**Directions:** Return, word for word, only the lines from the one containing "of the hiker" through the last line of the entries.

**Items:**

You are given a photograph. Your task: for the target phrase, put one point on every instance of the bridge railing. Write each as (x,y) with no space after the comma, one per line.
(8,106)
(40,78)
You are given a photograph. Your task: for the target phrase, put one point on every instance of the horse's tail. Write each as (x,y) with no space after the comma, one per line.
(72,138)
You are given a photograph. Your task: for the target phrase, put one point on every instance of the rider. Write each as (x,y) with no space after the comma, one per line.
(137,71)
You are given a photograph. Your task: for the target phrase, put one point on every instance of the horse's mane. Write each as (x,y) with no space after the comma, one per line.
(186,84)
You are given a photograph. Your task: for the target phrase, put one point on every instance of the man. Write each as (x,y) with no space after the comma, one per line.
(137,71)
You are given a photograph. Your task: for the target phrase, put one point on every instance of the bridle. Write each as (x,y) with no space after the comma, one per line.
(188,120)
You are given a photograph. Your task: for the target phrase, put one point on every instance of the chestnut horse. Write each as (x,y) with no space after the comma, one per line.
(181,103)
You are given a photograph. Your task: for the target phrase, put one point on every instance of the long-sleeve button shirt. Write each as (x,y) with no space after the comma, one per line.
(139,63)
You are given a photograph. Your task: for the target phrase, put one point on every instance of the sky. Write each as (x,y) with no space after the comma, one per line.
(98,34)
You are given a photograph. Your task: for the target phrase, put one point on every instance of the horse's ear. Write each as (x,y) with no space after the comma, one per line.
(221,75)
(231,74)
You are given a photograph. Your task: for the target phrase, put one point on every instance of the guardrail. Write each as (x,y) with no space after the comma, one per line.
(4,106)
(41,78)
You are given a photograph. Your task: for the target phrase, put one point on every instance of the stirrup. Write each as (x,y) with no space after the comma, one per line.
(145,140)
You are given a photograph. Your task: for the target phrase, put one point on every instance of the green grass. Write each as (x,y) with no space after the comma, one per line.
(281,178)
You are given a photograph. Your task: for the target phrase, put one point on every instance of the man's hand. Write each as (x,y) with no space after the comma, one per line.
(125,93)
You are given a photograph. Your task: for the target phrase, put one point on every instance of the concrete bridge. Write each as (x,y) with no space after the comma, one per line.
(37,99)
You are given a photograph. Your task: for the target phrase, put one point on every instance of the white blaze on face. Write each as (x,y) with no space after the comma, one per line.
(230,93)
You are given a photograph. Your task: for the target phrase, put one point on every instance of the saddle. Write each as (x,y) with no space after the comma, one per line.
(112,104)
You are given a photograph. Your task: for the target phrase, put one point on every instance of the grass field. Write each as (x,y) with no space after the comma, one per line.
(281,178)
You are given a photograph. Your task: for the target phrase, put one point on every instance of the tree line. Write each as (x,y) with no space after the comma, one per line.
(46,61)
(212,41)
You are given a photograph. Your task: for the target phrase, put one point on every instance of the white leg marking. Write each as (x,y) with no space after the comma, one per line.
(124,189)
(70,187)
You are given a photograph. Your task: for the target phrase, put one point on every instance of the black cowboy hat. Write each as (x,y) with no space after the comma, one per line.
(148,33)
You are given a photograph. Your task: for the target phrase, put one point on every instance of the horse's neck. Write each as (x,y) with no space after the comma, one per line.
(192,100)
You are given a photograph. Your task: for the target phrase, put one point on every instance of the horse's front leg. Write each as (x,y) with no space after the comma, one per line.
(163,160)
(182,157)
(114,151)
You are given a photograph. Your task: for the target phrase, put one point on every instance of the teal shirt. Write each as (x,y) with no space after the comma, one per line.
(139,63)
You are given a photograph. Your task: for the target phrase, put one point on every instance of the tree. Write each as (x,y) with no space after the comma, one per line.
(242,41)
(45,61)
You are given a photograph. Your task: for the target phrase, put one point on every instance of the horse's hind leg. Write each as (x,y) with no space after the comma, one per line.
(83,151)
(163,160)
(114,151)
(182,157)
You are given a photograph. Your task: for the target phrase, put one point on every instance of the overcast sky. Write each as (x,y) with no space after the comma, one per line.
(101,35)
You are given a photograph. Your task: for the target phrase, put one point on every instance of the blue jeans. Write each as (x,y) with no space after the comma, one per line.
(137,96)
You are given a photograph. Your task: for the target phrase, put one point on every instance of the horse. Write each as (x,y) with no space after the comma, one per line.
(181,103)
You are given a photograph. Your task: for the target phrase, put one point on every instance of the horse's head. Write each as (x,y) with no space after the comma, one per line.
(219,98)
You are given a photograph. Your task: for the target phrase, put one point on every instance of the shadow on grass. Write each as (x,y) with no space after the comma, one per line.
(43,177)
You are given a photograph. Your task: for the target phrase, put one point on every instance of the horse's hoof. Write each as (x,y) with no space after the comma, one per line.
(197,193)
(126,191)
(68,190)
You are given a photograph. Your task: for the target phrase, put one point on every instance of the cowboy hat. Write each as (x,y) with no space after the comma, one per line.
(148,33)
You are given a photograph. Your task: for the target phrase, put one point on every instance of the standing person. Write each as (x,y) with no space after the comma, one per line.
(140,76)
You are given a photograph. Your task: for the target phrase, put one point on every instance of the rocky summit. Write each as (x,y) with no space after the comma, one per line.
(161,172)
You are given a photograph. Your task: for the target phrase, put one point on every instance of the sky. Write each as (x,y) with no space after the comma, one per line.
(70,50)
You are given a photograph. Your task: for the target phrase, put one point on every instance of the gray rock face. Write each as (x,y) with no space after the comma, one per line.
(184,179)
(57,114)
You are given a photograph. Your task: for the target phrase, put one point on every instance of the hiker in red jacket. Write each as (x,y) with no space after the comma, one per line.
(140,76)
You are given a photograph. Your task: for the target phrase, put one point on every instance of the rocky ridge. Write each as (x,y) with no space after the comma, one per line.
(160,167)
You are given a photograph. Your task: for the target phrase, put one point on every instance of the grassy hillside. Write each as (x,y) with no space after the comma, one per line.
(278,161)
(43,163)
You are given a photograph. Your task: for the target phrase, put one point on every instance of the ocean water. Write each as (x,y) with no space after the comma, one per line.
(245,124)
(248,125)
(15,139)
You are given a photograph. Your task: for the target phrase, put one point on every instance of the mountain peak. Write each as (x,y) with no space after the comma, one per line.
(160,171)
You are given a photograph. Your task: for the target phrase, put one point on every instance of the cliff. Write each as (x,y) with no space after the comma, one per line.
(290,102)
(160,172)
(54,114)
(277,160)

**Answer in full:**
You are given a photograph. Your task: for the target phrase, put one point on every instance of the hiker in red jacket. Write each as (x,y) with no space after the comma, one per line.
(140,76)
You are given a photograph. Your task: for the target phrase, put one point on every instance of the rocky ridge. Write each as (x,y) with no space after the comma, one per line.
(160,167)
You are given a photograph. Your task: for the target phrase, put one point on every instance of the grassy hillside. Write each as (x,y) with no space after the comma, one per line.
(278,161)
(43,163)
You are given a photograph. Your task: for the target phrase, put one point on every instance of the ocean water. Write each as (x,y) with no space after the comma, one per line.
(245,124)
(248,125)
(15,139)
You are given a photograph. Your task: for the target phrase, put one point on every instance of the mountain peak. Write each as (x,y) with no space after the comma, one per line.
(160,171)
You are given a photograph. Your task: for the target phrase, put one point on every instance of the cliff. Write each as (x,y) with no space after the comma, one per line.
(290,102)
(160,172)
(54,114)
(277,160)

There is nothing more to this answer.